Work to complete
Read through the entries below and copy each line where "asphalt" turns up.

Referring expression pointing data:
□ □ □

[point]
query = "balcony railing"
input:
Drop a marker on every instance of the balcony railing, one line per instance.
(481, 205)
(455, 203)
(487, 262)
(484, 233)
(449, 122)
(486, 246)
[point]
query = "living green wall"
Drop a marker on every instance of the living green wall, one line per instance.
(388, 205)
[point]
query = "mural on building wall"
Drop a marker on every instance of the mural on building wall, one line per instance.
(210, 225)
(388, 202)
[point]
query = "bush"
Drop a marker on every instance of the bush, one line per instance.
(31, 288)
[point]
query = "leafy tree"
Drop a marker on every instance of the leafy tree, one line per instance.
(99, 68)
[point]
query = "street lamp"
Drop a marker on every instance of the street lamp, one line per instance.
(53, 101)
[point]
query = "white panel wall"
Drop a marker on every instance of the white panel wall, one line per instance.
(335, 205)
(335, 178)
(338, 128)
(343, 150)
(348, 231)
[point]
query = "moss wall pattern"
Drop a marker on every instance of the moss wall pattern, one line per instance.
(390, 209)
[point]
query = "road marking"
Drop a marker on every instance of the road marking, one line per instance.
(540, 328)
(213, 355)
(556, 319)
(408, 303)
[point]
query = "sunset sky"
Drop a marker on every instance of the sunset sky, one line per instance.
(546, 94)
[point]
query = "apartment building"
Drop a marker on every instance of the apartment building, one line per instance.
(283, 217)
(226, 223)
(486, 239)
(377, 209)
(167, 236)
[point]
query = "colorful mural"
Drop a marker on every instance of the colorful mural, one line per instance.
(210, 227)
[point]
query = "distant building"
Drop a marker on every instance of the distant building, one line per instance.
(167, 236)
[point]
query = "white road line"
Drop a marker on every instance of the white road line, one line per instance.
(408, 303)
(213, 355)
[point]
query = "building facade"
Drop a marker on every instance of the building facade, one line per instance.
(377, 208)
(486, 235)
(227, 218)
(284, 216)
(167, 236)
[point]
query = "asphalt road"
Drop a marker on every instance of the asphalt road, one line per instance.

□ □ □

Solution to the problem
query = "asphalt road"
Drop a marker on every instance of the asphalt road, one line per instance.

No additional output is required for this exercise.